---- EXERCISE INPUTS
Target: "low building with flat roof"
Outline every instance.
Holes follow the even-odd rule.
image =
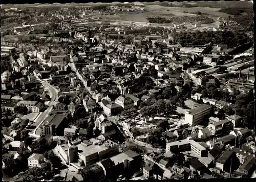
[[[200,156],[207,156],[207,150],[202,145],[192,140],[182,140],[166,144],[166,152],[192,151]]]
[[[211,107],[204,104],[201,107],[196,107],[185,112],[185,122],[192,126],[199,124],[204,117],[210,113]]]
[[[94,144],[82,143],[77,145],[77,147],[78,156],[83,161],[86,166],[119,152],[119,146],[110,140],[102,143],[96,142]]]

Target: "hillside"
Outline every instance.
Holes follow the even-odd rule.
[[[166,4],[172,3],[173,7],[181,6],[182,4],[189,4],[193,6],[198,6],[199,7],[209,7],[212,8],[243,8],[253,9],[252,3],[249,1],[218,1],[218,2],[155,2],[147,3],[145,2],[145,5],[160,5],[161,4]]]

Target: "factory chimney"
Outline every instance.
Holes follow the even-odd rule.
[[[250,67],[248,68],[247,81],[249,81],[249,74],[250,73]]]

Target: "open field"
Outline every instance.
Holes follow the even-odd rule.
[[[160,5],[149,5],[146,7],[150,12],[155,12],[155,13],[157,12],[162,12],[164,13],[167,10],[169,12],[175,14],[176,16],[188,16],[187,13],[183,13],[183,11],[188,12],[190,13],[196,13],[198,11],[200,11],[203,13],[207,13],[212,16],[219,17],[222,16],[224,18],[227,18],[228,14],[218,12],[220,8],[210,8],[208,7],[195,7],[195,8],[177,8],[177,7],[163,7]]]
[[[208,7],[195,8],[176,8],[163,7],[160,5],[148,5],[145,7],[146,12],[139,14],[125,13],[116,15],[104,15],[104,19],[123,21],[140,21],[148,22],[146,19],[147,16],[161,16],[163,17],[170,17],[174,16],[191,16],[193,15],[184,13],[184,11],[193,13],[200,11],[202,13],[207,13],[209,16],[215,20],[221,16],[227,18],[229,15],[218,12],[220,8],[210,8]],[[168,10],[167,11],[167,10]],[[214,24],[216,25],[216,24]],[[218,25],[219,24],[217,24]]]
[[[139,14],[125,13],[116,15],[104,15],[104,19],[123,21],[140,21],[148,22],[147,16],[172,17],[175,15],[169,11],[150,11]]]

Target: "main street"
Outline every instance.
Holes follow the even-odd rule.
--------
---- EXERCISE INPUTS
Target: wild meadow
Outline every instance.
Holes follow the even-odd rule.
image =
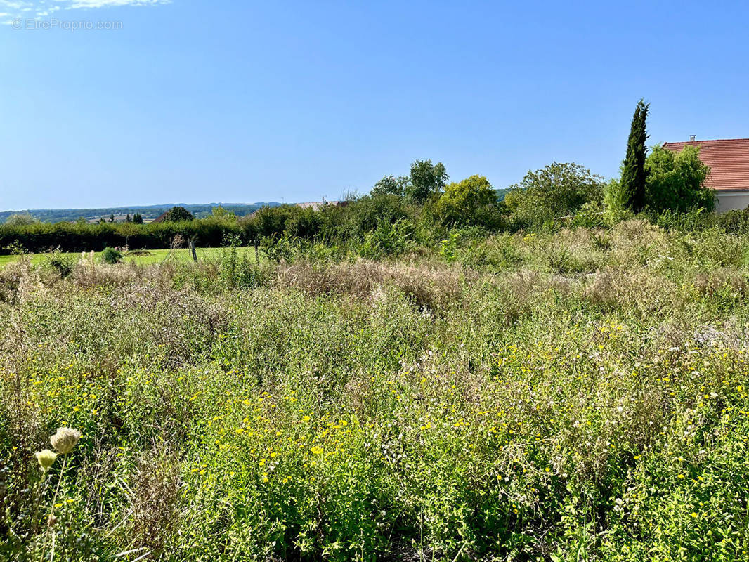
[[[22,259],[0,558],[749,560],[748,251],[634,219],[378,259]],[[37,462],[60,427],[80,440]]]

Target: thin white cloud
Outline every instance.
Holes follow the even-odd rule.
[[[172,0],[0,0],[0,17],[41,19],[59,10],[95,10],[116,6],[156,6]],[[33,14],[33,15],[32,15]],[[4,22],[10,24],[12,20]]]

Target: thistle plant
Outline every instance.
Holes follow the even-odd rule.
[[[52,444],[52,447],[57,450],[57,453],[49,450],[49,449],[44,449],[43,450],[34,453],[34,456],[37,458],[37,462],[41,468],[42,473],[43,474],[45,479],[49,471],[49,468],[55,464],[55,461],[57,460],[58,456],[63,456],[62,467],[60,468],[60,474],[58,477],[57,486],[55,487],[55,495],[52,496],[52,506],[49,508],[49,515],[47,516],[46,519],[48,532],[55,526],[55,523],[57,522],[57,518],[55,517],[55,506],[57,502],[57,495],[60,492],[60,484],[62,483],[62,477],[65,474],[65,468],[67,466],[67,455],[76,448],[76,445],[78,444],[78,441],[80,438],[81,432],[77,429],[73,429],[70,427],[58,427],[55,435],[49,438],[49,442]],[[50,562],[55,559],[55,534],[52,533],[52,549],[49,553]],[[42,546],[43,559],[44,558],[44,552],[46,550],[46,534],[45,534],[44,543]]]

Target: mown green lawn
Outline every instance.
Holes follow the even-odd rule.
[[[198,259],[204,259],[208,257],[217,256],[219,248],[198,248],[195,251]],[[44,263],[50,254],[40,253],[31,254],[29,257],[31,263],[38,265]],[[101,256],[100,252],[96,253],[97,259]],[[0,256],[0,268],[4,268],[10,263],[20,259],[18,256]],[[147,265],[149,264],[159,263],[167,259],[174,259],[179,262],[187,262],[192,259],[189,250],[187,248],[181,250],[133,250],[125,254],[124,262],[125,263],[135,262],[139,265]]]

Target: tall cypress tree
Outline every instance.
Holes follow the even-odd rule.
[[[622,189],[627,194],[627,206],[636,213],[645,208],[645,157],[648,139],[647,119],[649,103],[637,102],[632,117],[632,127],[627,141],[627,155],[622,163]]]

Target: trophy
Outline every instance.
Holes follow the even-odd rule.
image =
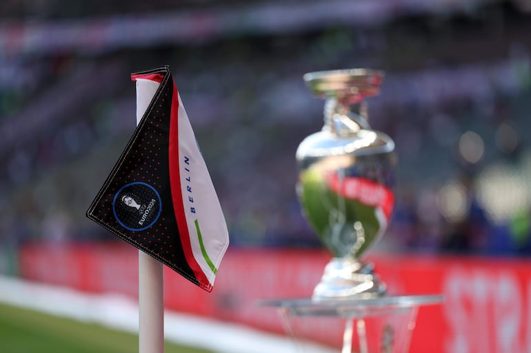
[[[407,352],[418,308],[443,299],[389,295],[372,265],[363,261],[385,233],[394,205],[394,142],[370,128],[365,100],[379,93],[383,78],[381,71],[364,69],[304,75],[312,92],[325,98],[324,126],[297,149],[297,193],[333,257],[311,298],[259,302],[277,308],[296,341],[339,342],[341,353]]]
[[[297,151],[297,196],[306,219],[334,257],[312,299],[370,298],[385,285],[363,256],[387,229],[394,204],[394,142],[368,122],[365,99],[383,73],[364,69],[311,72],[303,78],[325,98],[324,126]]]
--------
## [EXERCISE DESCRIPTION]
Count the lines of the rows above that contain the string "Target", treating uppercase and lowercase as different. Give only the number.

## [REPLY TO THE TASK]
11